The documentation of asyncio.create_task()
states the following warning:
Important: Save a reference to the result of this function, to avoid a task disappearing mid execution. (source)
My question is: Is this really true?
I have several IO bound "fire and forget" tasks which I want to run concurrently using asyncio
by submitting them to the event loop using asyncio.create_task()
. However, I do not really care for the return value of the coroutine or even if they run successfully, only that they do run eventually. One use case is writing data from an "expensive" calculation back to a Redis data base. If Redis is available, great. If not, oh well, no harm. This is why I do not want/need to await
those tasks.
Here a generic example:
import asyncio
async def fire_and_forget_coro():
"""Some random coroutine waiting for IO to complete."""
print('in fire_and_forget_coro()')
await asyncio.sleep(1.0)
print('fire_and_forget_coro() done')
async def async_main():
"""Main entry point of asyncio application."""
print('in async_main()')
n = 3
for _ in range(n):
# create_task() does not block, returns immediately.
# Note: We do NOT save a reference to the submitted task here!
asyncio.create_task(fire_and_forget_coro(), name='fire_and_forget_coro')
print('awaiting sleep in async_main()')

Rows from a dataset:
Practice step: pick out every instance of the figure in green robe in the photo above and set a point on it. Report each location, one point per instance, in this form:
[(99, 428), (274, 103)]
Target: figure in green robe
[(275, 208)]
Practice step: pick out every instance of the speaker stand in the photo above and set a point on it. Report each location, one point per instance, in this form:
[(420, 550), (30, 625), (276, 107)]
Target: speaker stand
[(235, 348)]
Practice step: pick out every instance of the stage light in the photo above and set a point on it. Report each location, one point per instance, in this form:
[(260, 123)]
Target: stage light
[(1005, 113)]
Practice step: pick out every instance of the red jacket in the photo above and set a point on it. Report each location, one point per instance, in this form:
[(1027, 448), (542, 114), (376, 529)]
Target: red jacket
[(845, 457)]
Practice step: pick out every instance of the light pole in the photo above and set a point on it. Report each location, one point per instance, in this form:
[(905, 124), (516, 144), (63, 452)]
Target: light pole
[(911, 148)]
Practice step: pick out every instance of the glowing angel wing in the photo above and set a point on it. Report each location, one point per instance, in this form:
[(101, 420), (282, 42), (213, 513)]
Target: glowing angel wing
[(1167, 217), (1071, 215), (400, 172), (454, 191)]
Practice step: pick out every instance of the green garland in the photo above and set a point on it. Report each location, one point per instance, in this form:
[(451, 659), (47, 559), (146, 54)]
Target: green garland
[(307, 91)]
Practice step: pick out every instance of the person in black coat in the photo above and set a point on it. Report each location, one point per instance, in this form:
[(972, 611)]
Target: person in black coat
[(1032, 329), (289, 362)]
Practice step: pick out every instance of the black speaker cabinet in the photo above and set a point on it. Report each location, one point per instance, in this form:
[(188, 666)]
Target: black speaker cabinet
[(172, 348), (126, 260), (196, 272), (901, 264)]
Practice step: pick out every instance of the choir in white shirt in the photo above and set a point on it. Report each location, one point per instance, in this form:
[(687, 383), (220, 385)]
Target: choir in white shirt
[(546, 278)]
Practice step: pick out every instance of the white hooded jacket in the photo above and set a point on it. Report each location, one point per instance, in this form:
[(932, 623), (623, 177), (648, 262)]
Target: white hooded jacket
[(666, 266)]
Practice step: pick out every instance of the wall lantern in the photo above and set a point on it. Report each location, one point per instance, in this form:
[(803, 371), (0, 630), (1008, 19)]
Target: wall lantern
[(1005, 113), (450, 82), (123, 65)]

SET TASKS:
1. In the asyncio post, switch "Redis" to "PostgreSQL" and write out the passage from "My question is: Is" up to and including "await asyncio.sleep(1.0)".
2. Please mark each statement as yes or no according to the asyncio post, and quote the words that decide it: (a) The writer wants to await the fire-and-forget tasks. (b) The documentation warns to keep a reference to what asyncio.create_task() returns. (c) The example coroutine sleeps for 1.0 seconds.
The rows play no part in this work.

COMPLETED EXERCISE:
1.
My question is: Is this really true?
I have several IO bound "fire and forget" tasks which I want to run concurrently using asyncio
by submitting them to the event loop using asyncio.create_task()
. However, I do not really care for the return value of the coroutine or even if they run successfully, only that they do run eventually. One use case is writing data from an "expensive" calculation back to a PostgreSQL data base. If PostgreSQL is available, great. If not, oh well, no harm. This is why I do not want/need to await
those tasks.
Here a generic example:
import asyncio
async def fire_and_forget_coro():
"""Some random coroutine waiting for IO to complete."""
print('in fire_and_forget_coro()')
await asyncio.sleep(1.0)

2.
(a) No: "This is why I do not want/need to await"
(b) Yes: "Save a reference to the result of this function, to avoid a task disappearing mid execution."
(c) Yes: "await asyncio.sleep(1.0)"